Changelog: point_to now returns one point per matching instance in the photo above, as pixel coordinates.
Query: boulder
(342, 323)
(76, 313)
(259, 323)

--*--

What is required | Convert each line of the records above into a JSON list of strings, one string per line, with blank lines omitted.

Solution for this task |
[
  "Changelog: point_to now returns one point per matching instance in the photo above, as pixel coordinates.",
  "Query: boulder",
  "(342, 323)",
  "(76, 313)",
  "(259, 323)"
]